## TASK:
Can you reproduce the full article on Bloomsbury's 2007 profits word for word, from its first line to its last?

## DOCUMENT EXCERPT:
-=-=-=-=-

Bloomsbury Publishing Plc's 2007 profits more than doubled, boosted by the release of the final 'Harry Potter' book, and it was confident a post-Hogwarts pipeline of new titles would keep readers buying.
/ Source: Reuters

Bloomsbury Publishing Plc's 2007 profits more than doubled, boosted by the release of the final Harry Potter book, and it was confident a post-Hogwarts pipeline of new titles would keep readers buying.

"I am very confident about the post-Harry Potter period," Chief Executive Nigel Newton said in a telephone interview.

The last of the series, "Harry Potter and the Deathly Hallows," came out last year, but Newton was confident a new pipeline of titles from popular authors would drive sales into 2008.

"We have a clutch of strong titles coming out this year, including... a new Margaret Atwood novel, and the Deathly Hallows coming out in paperback," said Newton, who founded the company 21 years ago in his front room while on paternity leave.

Bloomsbury, which was also boosted by Khaled Hosseini's "The Kite Runner," said pretax profit was 17.9 million pounds ($35.5 million) in 2007, near the top of a 15.9-18.2 million range of analysts' forecasts provided by Reuters Estimates.

Revenue doubled to 150.2 million pounds.

Profit is forecast to fall to around 10 million pounds this year and revenue to 84 million, according to Reuters Estimates.

Newton said while there were no plans yet for any new books from Potter author J.K. Rowling, he predicted the paperback release of "Harry Potter and the Deathly Hallows" in July — it sold over 2.5 million copies on the first day of its hardback release — would boost sales in the run-up to the summer holiday period.

Shares in Bloomsbury were unchanged at 165 pence by 4:30 a.m. EDT, valuing the company at around 114 million pounds.

-=-=-=-=-

## EXTRACTED DATA:
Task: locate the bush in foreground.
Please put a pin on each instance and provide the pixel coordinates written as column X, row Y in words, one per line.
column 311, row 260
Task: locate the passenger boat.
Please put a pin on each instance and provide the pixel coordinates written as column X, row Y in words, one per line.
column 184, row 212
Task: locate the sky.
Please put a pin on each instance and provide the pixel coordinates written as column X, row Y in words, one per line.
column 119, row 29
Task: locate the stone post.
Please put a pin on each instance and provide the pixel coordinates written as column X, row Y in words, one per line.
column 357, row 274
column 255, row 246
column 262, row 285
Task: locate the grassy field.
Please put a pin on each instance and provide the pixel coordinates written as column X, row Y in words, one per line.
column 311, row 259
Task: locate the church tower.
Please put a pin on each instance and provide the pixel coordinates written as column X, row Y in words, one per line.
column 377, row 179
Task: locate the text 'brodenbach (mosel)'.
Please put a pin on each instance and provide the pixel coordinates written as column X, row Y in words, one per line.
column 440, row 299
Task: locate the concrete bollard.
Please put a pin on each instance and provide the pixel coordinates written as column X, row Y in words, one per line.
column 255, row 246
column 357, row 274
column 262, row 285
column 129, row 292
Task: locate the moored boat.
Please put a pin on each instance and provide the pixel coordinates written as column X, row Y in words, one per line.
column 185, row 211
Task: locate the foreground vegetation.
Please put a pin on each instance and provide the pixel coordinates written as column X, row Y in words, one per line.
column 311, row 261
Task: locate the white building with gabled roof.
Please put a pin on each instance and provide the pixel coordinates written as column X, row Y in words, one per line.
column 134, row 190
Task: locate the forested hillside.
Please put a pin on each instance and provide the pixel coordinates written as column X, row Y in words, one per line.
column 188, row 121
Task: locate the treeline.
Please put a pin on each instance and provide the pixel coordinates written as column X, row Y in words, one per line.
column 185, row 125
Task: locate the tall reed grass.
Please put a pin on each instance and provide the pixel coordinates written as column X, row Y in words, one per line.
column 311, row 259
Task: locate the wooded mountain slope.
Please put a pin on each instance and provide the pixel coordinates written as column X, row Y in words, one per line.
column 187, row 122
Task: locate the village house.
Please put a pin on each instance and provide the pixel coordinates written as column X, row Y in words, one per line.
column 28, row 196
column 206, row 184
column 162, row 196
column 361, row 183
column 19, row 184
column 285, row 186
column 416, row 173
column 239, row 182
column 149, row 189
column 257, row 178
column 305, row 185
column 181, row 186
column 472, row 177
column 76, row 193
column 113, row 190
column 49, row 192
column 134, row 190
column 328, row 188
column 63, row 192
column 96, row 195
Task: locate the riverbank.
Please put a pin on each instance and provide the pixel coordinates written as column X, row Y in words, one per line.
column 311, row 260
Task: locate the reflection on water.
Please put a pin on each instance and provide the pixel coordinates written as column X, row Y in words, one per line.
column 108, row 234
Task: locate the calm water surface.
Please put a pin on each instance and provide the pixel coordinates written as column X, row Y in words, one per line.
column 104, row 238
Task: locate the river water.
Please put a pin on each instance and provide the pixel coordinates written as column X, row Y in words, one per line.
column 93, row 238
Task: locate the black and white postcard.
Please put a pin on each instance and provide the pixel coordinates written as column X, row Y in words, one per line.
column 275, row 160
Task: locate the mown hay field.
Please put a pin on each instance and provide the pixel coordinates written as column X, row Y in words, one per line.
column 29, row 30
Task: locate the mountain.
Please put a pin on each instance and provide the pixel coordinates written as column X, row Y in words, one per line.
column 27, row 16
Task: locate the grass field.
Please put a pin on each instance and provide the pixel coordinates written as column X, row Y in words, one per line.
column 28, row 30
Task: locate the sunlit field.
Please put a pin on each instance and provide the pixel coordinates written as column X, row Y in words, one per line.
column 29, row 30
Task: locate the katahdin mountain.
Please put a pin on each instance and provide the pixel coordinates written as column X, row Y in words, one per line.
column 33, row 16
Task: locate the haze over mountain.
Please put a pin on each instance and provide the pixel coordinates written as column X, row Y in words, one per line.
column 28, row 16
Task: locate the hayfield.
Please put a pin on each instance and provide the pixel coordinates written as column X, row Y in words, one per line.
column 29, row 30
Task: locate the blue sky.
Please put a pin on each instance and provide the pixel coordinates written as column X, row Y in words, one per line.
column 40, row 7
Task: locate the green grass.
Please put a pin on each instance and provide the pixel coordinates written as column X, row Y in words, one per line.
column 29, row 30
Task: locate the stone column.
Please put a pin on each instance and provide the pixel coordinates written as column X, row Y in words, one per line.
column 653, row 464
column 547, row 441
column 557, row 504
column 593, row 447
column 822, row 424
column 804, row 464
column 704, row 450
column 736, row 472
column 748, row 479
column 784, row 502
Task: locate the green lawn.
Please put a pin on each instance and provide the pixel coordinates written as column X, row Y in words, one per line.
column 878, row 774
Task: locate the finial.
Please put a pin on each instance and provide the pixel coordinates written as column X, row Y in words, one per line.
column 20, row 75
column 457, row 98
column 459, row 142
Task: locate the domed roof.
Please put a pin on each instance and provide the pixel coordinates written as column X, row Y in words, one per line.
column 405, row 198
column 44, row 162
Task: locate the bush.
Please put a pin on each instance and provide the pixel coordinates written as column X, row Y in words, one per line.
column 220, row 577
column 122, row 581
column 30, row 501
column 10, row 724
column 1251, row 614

-=-=-=-=-

## WORKED SOLUTION:
Bloomsbury Publishing Plc's 2007 profits more than doubled, boosted by the release of the final 'Harry Potter' book, and it was confident a post-Hogwarts pipeline of new titles would keep readers buying.
/ Source: Reuters

Bloomsbury Publishing Plc's 2007 profits more than doubled, boosted by the release of the final Harry Potter book, and it was confident a post-Hogwarts pipeline of new titles would keep readers buying.

"I am very confident about the post-Harry Potter period," Chief Executive Nigel Newton said in a telephone interview.

The last of the series, "Harry Potter and the Deathly Hallows," came out last year, but Newton was confident a new pipeline of titles from popular authors would drive sales into 2008.

"We have a clutch of strong titles coming out this year, including... a new Margaret Atwood novel, and the Deathly Hallows coming out in paperback," said Newton, who founded the company 21 years ago in his front room while on paternity leave.

Bloomsbury, which was also boosted by Khaled Hosseini's "The Kite Runner," said pretax profit was 17.9 million pounds ($35.5 million) in 2007, near the top of a 15.9-18.2 million range of analysts' forecasts provided by Reuters Estimates.

Revenue doubled to 150.2 million pounds.

Profit is forecast to fall to around 10 million pounds this year and revenue to 84 million, according to Reuters Estimates.

Newton said while there were no plans yet for any new books from Potter author J.K. Rowling, he predicted the paperback release of "Harry Potter and the Deathly Hallows" in July — it sold over 2.5 million copies on the first day of its hardback release — would boost sales in the run-up to the summer holiday period.

Shares in Bloomsbury were unchanged at 165 pence by 4:30 a.m. EDT, valuing the company at around 114 million pounds.